Resume the essay on the Federal Reserve's quantitative easing, picking up right after its final sentence.
[[ Page text, beginning ]]
“The problem with QE is it works in practice

but it doesn’t work in theory.”

– Ben Bernanke

Well, at least Ben got it half right

Virtually everyone believes, as the Financial Times puts it, that “the first round of purchases in 2009 helped to avoid a catastrophic depression.”(1) There isn’t, of course, any actual evidence for this, since we can’t possibly know what would have happened had the Fed not launched QE. It’s just contemporary dogma.

But let’s give the Fed the benefit of the doubt and say that launching QE in 2009 was a sensible thing to do, just in case. The problem arises because the Fed now thinks it’s God. “We saved the world from depression!” they are thinking. “We can do anything!”

And so the central bankers did not just do anything, they did everything. Even though financial markets were back to normal by early 2010, the Fed kept manipulating the markets anyway, as they continue to do to this very day.

But while we can give the Fed the benefit of the doubt in 2009, the increasing downsides of central banker market manipulation – and the modesty of any upsides – have become so worrisome that the time is long past for any benefit of the doubt.
[[ Page text, end ]]
[[ Raw data, beginning ]]
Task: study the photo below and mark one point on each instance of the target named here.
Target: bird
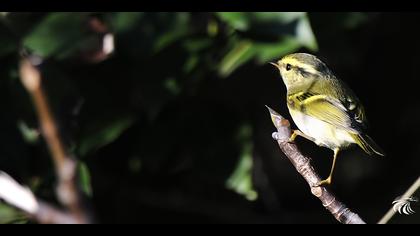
(323, 107)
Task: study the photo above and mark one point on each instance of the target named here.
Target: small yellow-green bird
(323, 107)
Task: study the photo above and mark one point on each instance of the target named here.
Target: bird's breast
(324, 133)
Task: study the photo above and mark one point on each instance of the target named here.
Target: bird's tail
(368, 145)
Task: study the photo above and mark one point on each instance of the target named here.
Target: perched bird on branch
(323, 107)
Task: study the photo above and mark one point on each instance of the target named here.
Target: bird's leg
(296, 133)
(328, 180)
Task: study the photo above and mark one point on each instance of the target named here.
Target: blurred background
(165, 112)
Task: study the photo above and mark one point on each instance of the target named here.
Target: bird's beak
(275, 64)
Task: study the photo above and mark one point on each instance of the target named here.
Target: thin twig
(65, 166)
(22, 198)
(413, 188)
(304, 168)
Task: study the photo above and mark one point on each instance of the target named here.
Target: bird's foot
(324, 182)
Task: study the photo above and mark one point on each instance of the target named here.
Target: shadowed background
(171, 126)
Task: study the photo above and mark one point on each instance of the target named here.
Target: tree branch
(303, 166)
(391, 212)
(22, 198)
(65, 166)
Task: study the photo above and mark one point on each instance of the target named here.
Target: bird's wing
(327, 109)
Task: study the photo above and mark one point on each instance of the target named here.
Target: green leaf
[[ Raw data, end ]]
* Exercise answer *
The supposed “upside” is that the Fed, calculating that which can’t be calculated, claims QE and other interference added very modestly to economic growth. One can just as well argue, with much greater force, that Fed interference has very substantially interfered with economic growth. I’ve made this argument in depth in these pages, so I won’t belabor the point now.(2) I will merely note that since 2008 central banker interference in the operation of markets and economies has been greater than it’s ever been, and that since 2008 we’ve had the slowest economic recovery we’ve ever had.

My point in today’s post is that central banker policy is not only arrogant and ineffective, it also suffers from an underlying paradox: every market and economic crisis we’ve experienced in the past quarter century or so has had, at its root, persistently dovish central banker policy. Yet, what we have today, and have had since 2008, is persistently dovish central banker policy. It doesn’t take a Ph.D. in economics to see that central bankers are even now planting the seeds of the next crisis.

The question is why. The answer to that, I’m afraid, lies in what might be the central character failure of our time: we can’t tolerate the notion that there should be any consequences to our actions.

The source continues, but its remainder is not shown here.